Start of Data supplied

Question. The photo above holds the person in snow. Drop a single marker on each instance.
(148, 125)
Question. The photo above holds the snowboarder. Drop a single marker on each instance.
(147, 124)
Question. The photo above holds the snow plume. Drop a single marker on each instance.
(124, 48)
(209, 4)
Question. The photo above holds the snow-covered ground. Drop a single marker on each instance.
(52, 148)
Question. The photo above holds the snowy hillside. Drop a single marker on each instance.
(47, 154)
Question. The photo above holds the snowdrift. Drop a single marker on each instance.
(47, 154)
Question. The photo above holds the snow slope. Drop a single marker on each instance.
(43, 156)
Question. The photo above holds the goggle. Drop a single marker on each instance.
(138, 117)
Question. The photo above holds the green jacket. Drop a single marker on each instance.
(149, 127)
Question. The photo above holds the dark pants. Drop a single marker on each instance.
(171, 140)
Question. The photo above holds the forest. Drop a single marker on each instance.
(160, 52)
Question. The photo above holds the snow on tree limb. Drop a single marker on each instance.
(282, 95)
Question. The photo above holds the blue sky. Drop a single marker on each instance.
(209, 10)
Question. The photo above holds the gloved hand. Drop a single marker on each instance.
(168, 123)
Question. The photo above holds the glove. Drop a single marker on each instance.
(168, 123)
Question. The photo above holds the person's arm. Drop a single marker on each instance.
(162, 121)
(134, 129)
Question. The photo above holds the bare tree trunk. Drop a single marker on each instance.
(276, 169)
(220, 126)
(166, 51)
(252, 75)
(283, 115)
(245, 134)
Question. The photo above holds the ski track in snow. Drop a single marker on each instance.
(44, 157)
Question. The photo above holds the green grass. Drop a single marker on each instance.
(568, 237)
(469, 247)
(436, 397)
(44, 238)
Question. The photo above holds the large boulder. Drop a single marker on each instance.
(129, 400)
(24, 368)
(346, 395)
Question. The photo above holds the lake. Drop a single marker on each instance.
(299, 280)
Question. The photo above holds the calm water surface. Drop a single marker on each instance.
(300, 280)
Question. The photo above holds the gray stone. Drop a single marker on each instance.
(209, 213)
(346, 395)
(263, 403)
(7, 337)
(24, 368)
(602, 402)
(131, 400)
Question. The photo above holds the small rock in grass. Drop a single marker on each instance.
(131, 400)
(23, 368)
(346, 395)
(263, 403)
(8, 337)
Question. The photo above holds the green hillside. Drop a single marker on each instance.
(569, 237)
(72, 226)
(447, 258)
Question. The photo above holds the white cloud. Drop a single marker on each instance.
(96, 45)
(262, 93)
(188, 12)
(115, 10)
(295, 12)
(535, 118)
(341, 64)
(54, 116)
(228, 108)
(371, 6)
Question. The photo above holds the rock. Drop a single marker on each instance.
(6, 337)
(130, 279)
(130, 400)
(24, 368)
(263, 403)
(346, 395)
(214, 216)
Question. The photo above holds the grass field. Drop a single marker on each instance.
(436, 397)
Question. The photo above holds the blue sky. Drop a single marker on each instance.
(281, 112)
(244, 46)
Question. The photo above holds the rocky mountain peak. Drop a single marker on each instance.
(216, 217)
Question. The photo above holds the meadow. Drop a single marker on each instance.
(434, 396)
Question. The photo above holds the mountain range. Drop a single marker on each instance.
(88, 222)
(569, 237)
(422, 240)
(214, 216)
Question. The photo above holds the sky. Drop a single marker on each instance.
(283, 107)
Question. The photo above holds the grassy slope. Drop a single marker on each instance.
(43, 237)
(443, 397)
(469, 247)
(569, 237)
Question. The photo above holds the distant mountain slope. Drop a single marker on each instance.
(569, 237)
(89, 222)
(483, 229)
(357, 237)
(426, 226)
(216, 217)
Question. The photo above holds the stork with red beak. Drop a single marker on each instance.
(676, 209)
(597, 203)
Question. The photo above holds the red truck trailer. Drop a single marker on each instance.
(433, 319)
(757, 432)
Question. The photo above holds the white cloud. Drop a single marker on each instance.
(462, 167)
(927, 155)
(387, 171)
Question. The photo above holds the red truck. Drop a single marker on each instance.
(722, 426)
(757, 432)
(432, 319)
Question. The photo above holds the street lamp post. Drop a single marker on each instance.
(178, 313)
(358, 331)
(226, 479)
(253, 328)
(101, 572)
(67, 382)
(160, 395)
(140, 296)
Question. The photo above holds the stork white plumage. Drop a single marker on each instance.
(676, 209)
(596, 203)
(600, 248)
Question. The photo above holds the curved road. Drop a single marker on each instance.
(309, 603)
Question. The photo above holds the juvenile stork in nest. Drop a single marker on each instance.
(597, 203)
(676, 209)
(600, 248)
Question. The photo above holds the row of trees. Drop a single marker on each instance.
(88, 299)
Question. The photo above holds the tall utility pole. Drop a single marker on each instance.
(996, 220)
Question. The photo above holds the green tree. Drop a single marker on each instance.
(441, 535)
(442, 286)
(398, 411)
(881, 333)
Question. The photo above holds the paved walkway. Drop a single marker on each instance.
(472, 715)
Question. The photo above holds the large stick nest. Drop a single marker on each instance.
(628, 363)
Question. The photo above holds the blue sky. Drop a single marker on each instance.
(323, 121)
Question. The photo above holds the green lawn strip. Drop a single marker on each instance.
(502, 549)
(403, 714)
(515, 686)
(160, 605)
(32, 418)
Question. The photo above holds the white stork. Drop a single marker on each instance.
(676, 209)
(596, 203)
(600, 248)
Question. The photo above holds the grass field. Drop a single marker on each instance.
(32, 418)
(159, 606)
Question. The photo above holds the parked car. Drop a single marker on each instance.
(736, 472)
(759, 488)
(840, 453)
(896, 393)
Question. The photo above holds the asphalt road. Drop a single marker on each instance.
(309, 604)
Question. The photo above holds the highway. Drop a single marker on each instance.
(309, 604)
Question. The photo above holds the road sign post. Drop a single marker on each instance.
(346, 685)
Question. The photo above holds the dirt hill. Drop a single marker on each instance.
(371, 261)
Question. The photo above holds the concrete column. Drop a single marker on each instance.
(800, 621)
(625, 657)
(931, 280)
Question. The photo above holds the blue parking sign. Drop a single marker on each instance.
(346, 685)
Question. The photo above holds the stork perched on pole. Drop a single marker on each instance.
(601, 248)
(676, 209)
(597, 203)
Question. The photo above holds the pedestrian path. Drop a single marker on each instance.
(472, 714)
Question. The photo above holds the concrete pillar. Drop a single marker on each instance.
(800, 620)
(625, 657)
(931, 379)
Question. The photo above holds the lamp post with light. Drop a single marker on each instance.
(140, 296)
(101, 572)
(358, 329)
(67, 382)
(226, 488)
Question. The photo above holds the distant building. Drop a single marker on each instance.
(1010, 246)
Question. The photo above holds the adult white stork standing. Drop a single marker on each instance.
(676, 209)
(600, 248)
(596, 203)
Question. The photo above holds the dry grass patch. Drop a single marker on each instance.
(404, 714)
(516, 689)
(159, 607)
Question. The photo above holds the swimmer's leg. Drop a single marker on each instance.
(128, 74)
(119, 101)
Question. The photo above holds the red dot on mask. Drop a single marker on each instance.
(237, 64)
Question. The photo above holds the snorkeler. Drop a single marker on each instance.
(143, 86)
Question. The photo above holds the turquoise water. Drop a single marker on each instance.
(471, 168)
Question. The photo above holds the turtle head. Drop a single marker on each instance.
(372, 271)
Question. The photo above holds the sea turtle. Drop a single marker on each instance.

End of Data supplied

> _What you will do_
Copy all the records exactly so that no character differs from the source.

> _Task output_
Question. The photo above holds the person in snow. Drop a single marker on each instance.
(148, 125)
Question. The photo above holds the snowboarder. Drop a single marker on each instance.
(147, 124)
Question. The photo above holds the snow plume. Drop a single marker on each instance.
(124, 48)
(209, 4)
Question. The photo above holds the snow-covered ground. Drop a single marker on each instance.
(52, 148)
Question. The photo above holds the snowy hillside. Drop a single marker on each instance.
(47, 154)
Question. The photo above holds the snowdrift. Drop a single marker on each instance.
(47, 154)
Question. The photo above holds the snow slope. Drop a single marker on each instance.
(43, 156)
Question. The photo above holds the goggle. Drop a single marker on each instance.
(138, 117)
Question. The photo above holds the green jacket. Drop a single marker on each instance.
(149, 127)
Question. The photo above holds the dark pants. Drop a single marker on each instance.
(171, 140)
Question. The photo above holds the forest. Drop a single marker on each instance.
(160, 52)
Question. The photo above holds the snow on tree limb. Drop a single marker on each instance.
(282, 95)
Question. The photo above holds the blue sky. Drop a single marker on each instance.
(209, 10)
Question. The photo above holds the gloved hand. Drop a single marker on each instance.
(168, 123)
Question. The photo above holds the glove. Drop a single marker on each instance.
(168, 123)
Question. The photo above holds the person's arm. Drop a single marker on each instance.
(162, 121)
(134, 129)
Question. The photo above holds the bare tree trunk. Drop a single marker on each instance.
(276, 169)
(220, 126)
(166, 51)
(252, 75)
(283, 115)
(245, 134)
Question. The photo above holds the ski track in snow. Drop a single marker on each instance.
(44, 157)
Question. The photo above holds the green grass. Drop a single marker on each instance.
(568, 237)
(469, 247)
(436, 397)
(44, 238)
Question. The photo above holds the large boulder. Drop a single marker on each instance.
(129, 400)
(24, 368)
(346, 395)
Question. The photo above holds the lake. Drop a single marker on each instance.
(299, 280)
Question. The photo above holds the calm water surface. Drop a single marker on each instance.
(300, 280)
Question. The photo above holds the gray stone. Drop a single marker on each instance.
(209, 213)
(346, 395)
(263, 403)
(7, 337)
(24, 368)
(602, 402)
(131, 400)
Question. The photo above holds the small rock in grass. Drop a single marker on each instance.
(131, 400)
(23, 368)
(346, 395)
(263, 403)
(8, 337)
Question. The photo above holds the green hillside. Drop a single marker on each instance.
(569, 237)
(72, 226)
(447, 258)
Question. The photo above holds the white cloud. Drop a single marker on each instance.
(96, 45)
(262, 93)
(188, 12)
(115, 10)
(295, 12)
(535, 118)
(341, 64)
(54, 116)
(228, 108)
(371, 6)
Question. The photo above holds the rock. Drop a single marker on each instance.
(6, 337)
(130, 279)
(130, 400)
(24, 368)
(263, 403)
(346, 395)
(214, 216)
Question. The photo above holds the grass field. Drop a single marker on each instance.
(436, 397)
Question. The photo above holds the blue sky. Drop a single marker on each instance.
(281, 112)
(244, 46)
Question. The photo above holds the rocky mountain peak. Drop a single marker on each instance.
(216, 217)
Question. The photo above holds the meadow. Drop a single marker on each instance.
(434, 396)
Question. The photo above holds the mountain range. Drop a single marker on each instance.
(88, 222)
(569, 237)
(422, 240)
(214, 216)
Question. The photo above holds the sky. Drop a single marker on each instance.
(283, 107)
Question. The photo above holds the grassy slope. Drop a single marker on each instance.
(43, 237)
(443, 397)
(469, 247)
(569, 237)
Question. The photo above holds the distant mountain slope. Drop a single marker on each instance.
(569, 237)
(89, 222)
(483, 229)
(357, 237)
(426, 226)
(216, 217)
Question. The photo above holds the stork with red beak. Drop a single marker on each instance.
(676, 209)
(597, 203)
Question. The photo above holds the red truck trailer. Drop a single marker on each instance.
(433, 319)
(757, 432)
Question. The photo above holds the white cloud. Drop a single marker on each instance.
(462, 167)
(927, 155)
(387, 171)
Question. The photo above holds the red truck. Drop a single marker on each instance.
(722, 426)
(757, 432)
(432, 319)
Question. The photo above holds the street lamp post. Drop a single marker on each instance.
(178, 313)
(358, 331)
(226, 479)
(253, 328)
(101, 572)
(67, 382)
(160, 395)
(140, 296)
Question. The photo above holds the stork white plumage. Drop a single marker on each instance.
(676, 209)
(596, 203)
(600, 248)
Question. The photo above holds the curved road. Drop a single marker on each instance.
(309, 603)
Question. The photo above holds the juvenile stork in nest. Drop a single marker on each instance.
(597, 203)
(676, 209)
(600, 248)
Question. The photo above holds the row of trees. Drop a single marker on each instance.
(88, 299)
Question. The photo above holds the tall utility pole. Drop a single marker on each instance.
(996, 220)
Question. The photo above holds the green tree. Drop a single marker on each instance.
(441, 535)
(442, 286)
(398, 411)
(881, 333)
Question. The photo above holds the paved walkway. Drop a single marker on each instance.
(472, 715)
Question. The photo above holds the large stick nest. Drop a single marker on each instance.
(628, 363)
Question. The photo above holds the blue sky. Drop a single marker on each instance.
(323, 121)
Question. The photo above holds the green lawn strip. Drop a single marker on each instance.
(502, 549)
(403, 714)
(515, 686)
(160, 605)
(32, 418)
Question. The photo above holds the white stork. Drop a single marker on each instance.
(676, 209)
(596, 203)
(600, 248)
Question. The photo above holds the grass field. Drop a single marker on each instance.
(32, 418)
(159, 606)
Question. The photo above holds the parked car. Drop a single marker on each instance.
(736, 472)
(759, 488)
(840, 453)
(896, 393)
Question. The photo above holds the asphalt road. Drop a single marker on each instance.
(309, 604)
Question. The photo above holds the highway. Drop a single marker on each instance.
(309, 604)
Question. The photo above holds the road sign post. Drop a single marker on each instance.
(346, 685)
Question. The photo above holds the dirt hill. Drop a single marker on each instance.
(371, 261)
Question. The photo above holds the concrete column. Drop a single marker on each instance.
(800, 621)
(625, 657)
(931, 280)
Question. The photo above holds the blue parking sign. Drop a single marker on each instance.
(346, 685)
Question. The photo above holds the stork perched on pole. Drop a single marker on each instance.
(601, 248)
(676, 209)
(597, 203)
Question. The photo above holds the pedestrian path. Drop a single marker on each instance.
(472, 714)
Question. The photo above holds the concrete pillar. Drop a single marker on each instance.
(800, 620)
(625, 657)
(931, 379)
Question. The photo above holds the lamp post with light. Drop a single marker on each instance.
(140, 296)
(101, 572)
(358, 329)
(67, 382)
(226, 488)
Question. The photo above holds the distant building. Drop a single marker on each instance.
(1010, 246)
Question. The photo above holds the adult white stork standing. Drop a single marker on each instance.
(676, 209)
(600, 248)
(596, 203)
Question. The photo above holds the dry grass patch. Drop a single marker on each instance.
(404, 714)
(516, 689)
(159, 607)
Question. The photo above holds the swimmer's leg. Drop a single marker on each instance.
(128, 74)
(119, 101)
Question. The photo above holds the red dot on mask. Drop a single marker on each instance.
(237, 64)
Question. The photo above holds the snorkeler. Drop a single marker on each instance.
(143, 86)
Question. The photo above holds the turquoise water. Drop a single marker on each instance.
(471, 168)
Question. The photo above holds the turtle head. Drop a single marker on each instance.
(372, 271)
Question. The photo above holds the sea turtle. Drop a single marker on each instance.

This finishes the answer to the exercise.